Le débat enfle dans les rangs de NON !, le retrait de la candidature de Rose WARDINI n’emporte ni le report, ni l’annulation de l’élection présidentielle.
L’‘’Affaire Wardini’’ et l’annonce, ce lundi 19 février 2024, du retrait de sa candidature sont au cœur de débats passionnants et parfois même passionnels.
Pour certains, tout cela entrainerait dans son sillage l’annulation pure et simple de tout le processus électoral. La conséquence évidente serait pour eux, à la faveur du dialogue national annoncé par le Président Macky SALL, la tenue d’un nouveau scrutin. Pour étayer leur thèse, ils s’appuient sur certains aspects du Considérant 18 de la Décision n° 1/C/2024 du 15 février rendue par six (6) des sept (7) membres du Conseil constitutionnel. « 18. Considérant que les requérants soutiennent (c’est nous qui soulignons) que l’article 34 de la Constitution ne prévoit le report du scrutin qu’en cas de décès, d’empêchement définitif ou de retrait d’un candidat, … ».
Deux éléments peuvent être relevés, ici. D’une part, premier élément, la convocation des dispositions de l’article 34 est le fait des requérants et non du Conseil constitutionnel. Ce sont, en effet, les 57 députés, auteurs des requêtes, sous la houlette de Ayib Salim DAFFE, Samba DANG et Babacar MBAYE, qui dans leur volonté de voir le Conseil constitutionnel ordonner la poursuite du processus vont s’adosser sur ledit article 34. Á l’analyse, il semble que les députés de l’opposition se soient mépris sur le véritable article 34. Dans sa rédaction initiale issue de la Constitution de 2001, l’article 34, alinéa 1, de la Constitution se lit comme suit : « En cas de décès, d’empêchement définitif ou de retrait d’un des candidats entre l’arrêt de publication de la liste des candidats et le premier tour, l’organisation de l’élection est entièrement reprise avec une nouvelle liste de candidats… (c’est nous qui soulignons) ».

*Consigne A:*
Repérez dans les entrées chaque ligne qui contient le mot « potted », puis recopiez ces lignes. La distinction entre majuscules et minuscules compte.

*Données fournies:*
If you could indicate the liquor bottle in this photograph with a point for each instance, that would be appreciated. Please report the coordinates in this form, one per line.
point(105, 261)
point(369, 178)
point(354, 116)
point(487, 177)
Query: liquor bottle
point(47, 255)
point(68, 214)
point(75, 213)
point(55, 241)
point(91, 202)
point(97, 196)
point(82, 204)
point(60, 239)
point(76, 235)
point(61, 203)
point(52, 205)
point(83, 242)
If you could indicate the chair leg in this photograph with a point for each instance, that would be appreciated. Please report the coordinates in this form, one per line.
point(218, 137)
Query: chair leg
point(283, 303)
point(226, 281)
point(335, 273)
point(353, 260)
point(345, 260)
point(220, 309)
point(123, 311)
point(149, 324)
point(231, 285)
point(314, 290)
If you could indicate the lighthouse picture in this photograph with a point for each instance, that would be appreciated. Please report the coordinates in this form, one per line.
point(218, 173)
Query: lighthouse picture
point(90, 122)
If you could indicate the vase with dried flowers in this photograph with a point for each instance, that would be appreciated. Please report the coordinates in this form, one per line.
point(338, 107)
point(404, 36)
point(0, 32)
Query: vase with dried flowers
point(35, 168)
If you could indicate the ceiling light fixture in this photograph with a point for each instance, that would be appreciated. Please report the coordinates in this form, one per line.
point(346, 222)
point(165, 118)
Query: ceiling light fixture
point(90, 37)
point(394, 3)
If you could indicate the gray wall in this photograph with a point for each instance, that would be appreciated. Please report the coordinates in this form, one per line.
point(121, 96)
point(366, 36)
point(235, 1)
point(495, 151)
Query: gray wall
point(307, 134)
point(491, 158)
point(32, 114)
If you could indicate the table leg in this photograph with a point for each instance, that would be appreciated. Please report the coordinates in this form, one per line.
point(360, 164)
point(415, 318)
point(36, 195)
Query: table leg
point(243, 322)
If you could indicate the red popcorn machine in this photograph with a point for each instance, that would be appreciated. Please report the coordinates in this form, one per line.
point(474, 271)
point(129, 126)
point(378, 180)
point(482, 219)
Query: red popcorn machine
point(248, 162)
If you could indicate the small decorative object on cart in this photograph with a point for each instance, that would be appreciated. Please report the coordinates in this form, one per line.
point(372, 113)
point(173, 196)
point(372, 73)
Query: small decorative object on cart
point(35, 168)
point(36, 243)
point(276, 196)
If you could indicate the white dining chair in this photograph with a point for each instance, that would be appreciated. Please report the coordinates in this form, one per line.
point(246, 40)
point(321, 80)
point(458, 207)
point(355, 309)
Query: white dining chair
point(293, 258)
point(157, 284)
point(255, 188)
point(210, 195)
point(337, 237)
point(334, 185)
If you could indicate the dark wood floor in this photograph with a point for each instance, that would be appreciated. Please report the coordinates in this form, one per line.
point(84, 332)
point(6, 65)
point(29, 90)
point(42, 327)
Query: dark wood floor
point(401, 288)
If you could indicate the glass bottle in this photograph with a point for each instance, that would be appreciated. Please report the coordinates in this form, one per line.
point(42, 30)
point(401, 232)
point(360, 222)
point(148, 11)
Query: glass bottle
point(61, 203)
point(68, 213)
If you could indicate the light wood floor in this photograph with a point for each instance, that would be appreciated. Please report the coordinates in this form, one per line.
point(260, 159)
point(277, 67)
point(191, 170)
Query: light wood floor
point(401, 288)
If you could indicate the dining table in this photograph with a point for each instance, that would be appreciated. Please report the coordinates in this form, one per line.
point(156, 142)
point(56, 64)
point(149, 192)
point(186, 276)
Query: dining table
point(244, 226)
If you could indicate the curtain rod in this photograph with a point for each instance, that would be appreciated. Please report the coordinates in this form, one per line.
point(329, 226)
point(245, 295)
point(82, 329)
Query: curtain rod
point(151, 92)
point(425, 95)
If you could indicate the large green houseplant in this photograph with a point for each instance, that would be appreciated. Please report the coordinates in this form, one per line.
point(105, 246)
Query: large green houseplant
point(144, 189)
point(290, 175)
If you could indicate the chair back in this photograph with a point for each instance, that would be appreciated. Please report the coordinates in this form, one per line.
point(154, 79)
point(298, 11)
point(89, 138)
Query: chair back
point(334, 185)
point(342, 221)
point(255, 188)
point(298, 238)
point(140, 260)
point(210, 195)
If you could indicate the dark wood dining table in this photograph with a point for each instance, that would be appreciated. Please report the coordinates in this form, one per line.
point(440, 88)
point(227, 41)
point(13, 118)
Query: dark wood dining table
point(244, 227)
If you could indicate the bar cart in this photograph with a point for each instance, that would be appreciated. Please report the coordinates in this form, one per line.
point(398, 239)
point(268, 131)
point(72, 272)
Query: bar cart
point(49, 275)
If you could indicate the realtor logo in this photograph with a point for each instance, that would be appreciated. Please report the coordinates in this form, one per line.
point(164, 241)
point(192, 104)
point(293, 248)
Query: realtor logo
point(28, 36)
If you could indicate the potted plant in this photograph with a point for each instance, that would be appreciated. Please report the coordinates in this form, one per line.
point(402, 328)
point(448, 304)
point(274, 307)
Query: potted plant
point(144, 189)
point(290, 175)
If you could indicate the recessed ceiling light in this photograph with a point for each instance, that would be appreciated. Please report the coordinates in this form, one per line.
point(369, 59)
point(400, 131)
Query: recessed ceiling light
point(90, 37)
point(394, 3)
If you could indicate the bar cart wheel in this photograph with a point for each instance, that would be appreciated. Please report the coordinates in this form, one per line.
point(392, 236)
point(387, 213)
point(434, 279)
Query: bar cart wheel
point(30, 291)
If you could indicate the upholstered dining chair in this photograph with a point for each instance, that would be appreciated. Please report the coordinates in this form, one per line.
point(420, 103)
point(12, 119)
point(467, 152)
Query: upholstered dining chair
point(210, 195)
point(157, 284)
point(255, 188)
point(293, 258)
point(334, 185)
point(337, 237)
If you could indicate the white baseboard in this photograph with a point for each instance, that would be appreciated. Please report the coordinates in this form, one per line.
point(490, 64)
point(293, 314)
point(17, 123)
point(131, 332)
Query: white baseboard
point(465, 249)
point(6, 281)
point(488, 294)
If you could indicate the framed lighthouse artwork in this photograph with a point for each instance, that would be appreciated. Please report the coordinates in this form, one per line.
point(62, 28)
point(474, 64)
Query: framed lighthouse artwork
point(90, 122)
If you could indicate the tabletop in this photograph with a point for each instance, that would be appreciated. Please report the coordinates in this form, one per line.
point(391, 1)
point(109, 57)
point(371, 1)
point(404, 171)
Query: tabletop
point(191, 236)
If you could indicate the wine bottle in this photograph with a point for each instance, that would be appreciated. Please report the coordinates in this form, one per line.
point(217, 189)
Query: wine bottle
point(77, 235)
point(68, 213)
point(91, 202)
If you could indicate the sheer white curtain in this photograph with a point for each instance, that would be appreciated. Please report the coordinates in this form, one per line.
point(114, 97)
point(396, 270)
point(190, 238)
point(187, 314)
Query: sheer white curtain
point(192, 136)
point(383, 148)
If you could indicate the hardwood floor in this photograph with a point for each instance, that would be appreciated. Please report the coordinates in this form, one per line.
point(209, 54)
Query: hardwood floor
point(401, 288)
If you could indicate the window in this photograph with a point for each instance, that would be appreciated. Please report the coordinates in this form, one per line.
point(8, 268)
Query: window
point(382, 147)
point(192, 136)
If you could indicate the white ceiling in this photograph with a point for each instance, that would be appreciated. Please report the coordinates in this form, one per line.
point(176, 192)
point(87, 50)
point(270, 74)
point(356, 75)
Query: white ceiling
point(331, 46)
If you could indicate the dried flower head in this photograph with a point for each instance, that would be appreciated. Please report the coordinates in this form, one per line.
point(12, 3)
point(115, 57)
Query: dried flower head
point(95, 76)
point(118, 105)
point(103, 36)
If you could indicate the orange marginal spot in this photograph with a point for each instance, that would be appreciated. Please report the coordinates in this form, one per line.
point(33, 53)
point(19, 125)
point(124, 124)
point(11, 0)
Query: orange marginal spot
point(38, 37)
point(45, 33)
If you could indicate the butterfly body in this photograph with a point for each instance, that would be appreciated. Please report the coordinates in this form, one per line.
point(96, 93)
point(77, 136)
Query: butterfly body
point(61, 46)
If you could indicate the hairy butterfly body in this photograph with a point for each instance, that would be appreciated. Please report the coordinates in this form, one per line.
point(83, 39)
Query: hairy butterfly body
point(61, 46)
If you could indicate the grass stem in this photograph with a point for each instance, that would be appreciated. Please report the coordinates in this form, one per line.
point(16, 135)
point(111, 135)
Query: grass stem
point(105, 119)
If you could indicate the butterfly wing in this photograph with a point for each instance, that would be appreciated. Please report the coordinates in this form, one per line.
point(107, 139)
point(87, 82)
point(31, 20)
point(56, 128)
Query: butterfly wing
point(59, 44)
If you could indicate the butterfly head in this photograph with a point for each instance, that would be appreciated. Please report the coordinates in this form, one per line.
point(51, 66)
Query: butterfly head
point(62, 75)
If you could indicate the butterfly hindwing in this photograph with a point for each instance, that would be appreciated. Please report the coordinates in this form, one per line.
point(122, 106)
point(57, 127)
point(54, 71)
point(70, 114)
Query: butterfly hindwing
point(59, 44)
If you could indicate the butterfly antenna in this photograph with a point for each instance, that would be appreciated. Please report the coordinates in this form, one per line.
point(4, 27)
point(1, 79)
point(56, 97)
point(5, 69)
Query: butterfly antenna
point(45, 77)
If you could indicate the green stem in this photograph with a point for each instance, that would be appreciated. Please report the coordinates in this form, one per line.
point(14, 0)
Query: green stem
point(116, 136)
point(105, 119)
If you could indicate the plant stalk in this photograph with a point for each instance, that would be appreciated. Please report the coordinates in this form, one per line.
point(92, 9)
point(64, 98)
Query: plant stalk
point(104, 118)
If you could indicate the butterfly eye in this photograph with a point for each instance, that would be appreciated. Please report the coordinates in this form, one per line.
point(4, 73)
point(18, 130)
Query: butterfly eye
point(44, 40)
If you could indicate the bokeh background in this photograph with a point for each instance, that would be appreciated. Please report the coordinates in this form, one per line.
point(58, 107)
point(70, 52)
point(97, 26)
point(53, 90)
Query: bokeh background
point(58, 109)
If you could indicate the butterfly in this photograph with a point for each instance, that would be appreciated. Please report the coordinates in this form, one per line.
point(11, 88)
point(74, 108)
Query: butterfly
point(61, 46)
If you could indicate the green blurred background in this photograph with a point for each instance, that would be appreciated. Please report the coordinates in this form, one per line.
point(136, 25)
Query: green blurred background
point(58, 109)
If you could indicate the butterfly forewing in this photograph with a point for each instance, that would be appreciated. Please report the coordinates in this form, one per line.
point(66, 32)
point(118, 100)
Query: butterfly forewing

*Consigne B:*
Poursuivez l'extrait sur le retrait de la candidature de Rose Wardini à partir de sa dernière phrase.

*Réponse A:*
If you could indicate the potted plant in this photograph with a point for each instance, that would be appreciated. Please report the coordinates in this form, one per line.
Query: potted plant

*Réponse B:*
Conscient des limites et des conséquences dommageables d’une telle rédaction, le pouvoir constituant dérivé (celui chargé de réviser la Constitution, l’Assemblée nationale) va s’empresser de corriger cette dangereuse brèche ouverte. L’exposé des motifs de la Loi constitutionnelle n° 2007-19 du 19 février 2007 modifiant l’article 34 de la Constitution en livre toute la mesure. Son deuxiéme paragraphe est saisissant : « Une interprétation littérale de ces dispositions pourrait conduire au blocage des institutions. Par exemple, un parti ou un groupe de partis, mal intentionné, pourrait, par le jeu des candidatures et des retraits de candidatures empêcher définitivement la tenue du scrutin ».
En sa séance du mercredi 07 février 2007, L’Assemblée nationale, à la majorité des 3/5e des membres la composant, procédera à l’annulation et au remplacement des dispositions de l’alinéa 1er de l’article 34 de la Constitution du 22 janvier 2001. La rédaction issue de cette loi constitutionnelle donnera la nouvelle version, toujours en vigueur, suivante : « En cas d’empêchement définitif ou de retrait d’un des candidats entre l’arrêt de publication de la liste des candidats et le premier tour, l’élection est poursuivie avec les autres candidats en lice. Le Conseil constitutionnel modifie en conséquence la liste des candidats. La date du scrutin est maintenue (c’est nous qui soulignons).
Á y regarder de près, le droit positif sénégalais, n’admet le dépôt de nouvelles candidatures et le report de l’élection à une date nouvelle que lorsque se déploient les modalités envisagées par l’article 29 issu de la révision constitutionnelle de 2018 (Loi constitutionnelle n° 2018 du 11 mai 2018 portant révision de la Constitution). La lecture combinée de ses alinéas 2 et 3 est éloquente. En son alinéa 2, l’article 29 dispose : « Toutefois, en cas de décès d’un candidat, le dépôt de nouvelles candidatures est possible à tout moment et jusqu’à la veille du scrutin ». « Dans ce cas, les élections sont reportées à une nouvelle date par le Conseil constitutionnel », renchérit-il, immédiatement, en son alinéa 3.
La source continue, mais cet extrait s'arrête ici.